• ASSIGNED TASK:
In the diabetes text below, what does it give as the primary reason for the feelings of someone recently diagnosed?

• DOCUMENT EXTRACT:
FYI: Other types of diabetes include, but, are not limited to, the following:
- Type 1 Diabetes
- Gestational Diabetes
- Type 1.5 LADA (Latent Autoimmune Diabetes in Adults)
- Type 3 Diabetes (Alzheimer's)
- MODY (Maturity onset diabetes of the young)
- Brittle Diabetes
- Double Diabetes
- Steroid-induced Diabetes (incl. CFRD, Cystic fibrosis-related diabetes)
What to Do After Initial Diagnosis
If you have been recently diagnosed, you may be in shock or you may be sad or overwhelmed or have feelings of fear and anxiety.
First of all, your feelings are normal so don't panic. Believe it or not, the primary reason for your feelings is due to the lack of information about what to do next and how to get your disease under control.
Mr. McCulley had many of the same feelings, but, he said he was lucky because his mother, sister and daughter were there to take care of him and do things like grocery-shopping, cooking, running errands, etc.
Mr. McCulley also had a great job with great people; plus, he had great health insurance, so he didn't have to worry about his income or about the costs for test strips, syringes, insulin, and other drugs.
And, because he was on disability, he didn't have to worry about driving or going to work; so, his stress level was reduced significantly.
Thanks to his daughter, Mr. McCulley got off to a great start because she purchased the insulin, syringes, test strips, lancets, etc. so when Mr. McCulley got home from the hospital, he was able to begin testing his blood glucose immediately.
If you have been recently diagnosed, here are some key tasks to consider doing to get off to a great start.
Don't beat yourself up about it. It's natural to ask yourself"What did I do?" The important part is to move past this. You could feel bad or guilty, but the more quickly you move on to "What can I do about this?" the better.
Know that developing Type 2 diabetes does not represent a personal failing. It develops through a combination of factors that are still being uncovered and better understood. Lifestyle (food, exercise, stress, sleep) certainly plays a major role, but genetics may play a role as well.
Don't panic. Many people are horrified when they hear the word diabetes. It could be the idea of using insulin needles, pricking their finger to test blood sugar, or never eating a piece of cake again. There are a lot of myths floating around about Type 2 diabetes.

[Records from a data collection]
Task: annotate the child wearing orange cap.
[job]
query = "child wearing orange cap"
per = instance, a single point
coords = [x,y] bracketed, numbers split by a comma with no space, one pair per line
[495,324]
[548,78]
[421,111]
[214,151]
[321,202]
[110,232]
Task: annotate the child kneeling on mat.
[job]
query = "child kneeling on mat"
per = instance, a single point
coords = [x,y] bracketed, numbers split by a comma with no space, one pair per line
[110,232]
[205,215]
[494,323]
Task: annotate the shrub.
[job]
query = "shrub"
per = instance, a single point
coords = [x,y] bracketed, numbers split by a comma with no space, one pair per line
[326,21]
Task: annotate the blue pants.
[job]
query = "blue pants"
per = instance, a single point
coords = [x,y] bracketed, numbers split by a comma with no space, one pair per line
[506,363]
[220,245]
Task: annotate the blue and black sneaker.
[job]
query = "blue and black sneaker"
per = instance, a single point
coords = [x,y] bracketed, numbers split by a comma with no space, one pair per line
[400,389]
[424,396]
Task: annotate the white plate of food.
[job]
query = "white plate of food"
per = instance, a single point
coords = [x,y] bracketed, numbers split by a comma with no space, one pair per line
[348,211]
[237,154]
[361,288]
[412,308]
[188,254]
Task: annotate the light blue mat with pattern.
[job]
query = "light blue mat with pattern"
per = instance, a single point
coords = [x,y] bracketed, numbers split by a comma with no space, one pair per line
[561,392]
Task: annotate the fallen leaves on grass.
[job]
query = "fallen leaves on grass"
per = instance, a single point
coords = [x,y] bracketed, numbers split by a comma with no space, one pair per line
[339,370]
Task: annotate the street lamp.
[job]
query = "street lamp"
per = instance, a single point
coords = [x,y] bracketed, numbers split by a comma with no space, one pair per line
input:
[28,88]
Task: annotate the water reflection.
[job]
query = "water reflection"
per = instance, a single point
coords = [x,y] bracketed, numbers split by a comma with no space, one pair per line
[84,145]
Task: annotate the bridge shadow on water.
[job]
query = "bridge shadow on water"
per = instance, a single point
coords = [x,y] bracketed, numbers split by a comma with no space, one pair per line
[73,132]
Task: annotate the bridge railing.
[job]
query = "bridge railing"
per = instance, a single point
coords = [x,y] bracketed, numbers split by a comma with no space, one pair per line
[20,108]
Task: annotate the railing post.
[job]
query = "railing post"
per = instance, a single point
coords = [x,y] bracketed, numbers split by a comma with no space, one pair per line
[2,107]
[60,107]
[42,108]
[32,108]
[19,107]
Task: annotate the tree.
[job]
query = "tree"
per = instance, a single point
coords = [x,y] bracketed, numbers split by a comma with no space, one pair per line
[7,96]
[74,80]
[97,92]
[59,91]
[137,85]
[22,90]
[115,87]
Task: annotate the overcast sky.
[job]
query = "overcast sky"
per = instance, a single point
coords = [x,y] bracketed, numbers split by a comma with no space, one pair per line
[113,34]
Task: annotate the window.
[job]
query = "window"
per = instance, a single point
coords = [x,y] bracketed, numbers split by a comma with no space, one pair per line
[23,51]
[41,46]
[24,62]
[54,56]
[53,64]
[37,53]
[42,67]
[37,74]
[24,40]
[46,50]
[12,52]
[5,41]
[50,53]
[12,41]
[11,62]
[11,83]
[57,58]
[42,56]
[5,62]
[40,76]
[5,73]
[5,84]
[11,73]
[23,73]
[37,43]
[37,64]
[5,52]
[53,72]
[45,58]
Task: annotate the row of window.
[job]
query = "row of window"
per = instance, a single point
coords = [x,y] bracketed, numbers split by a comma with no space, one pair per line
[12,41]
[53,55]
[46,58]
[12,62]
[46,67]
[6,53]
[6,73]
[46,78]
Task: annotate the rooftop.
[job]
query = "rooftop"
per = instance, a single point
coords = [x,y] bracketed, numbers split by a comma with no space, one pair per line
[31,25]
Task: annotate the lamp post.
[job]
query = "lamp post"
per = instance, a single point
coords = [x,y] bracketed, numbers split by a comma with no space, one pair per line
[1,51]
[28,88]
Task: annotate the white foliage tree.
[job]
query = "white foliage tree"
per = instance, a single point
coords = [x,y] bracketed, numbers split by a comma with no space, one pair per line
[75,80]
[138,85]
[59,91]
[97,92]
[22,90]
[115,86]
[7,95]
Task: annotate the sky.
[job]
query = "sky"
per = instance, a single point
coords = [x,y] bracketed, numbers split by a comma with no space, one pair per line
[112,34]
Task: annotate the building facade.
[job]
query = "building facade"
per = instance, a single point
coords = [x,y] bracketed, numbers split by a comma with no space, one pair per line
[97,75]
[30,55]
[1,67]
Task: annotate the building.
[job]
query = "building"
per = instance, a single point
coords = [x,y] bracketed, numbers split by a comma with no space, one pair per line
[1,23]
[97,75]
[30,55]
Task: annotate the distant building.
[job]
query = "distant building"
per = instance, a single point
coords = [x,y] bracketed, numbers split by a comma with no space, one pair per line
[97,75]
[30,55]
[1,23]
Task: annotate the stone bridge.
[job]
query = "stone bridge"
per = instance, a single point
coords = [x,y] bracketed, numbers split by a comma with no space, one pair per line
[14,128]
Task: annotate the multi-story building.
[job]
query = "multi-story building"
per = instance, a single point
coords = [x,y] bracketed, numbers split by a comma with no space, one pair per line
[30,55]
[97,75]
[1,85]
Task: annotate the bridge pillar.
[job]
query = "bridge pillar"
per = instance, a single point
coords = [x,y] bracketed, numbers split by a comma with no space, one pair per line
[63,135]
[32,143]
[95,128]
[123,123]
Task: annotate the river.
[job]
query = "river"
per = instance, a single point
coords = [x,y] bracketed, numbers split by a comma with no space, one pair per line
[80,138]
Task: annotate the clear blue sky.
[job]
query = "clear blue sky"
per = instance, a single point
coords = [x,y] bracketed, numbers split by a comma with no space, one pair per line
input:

• EXERCISE OUTPUT:
The lack of information about what to do next and how to get the disease under control.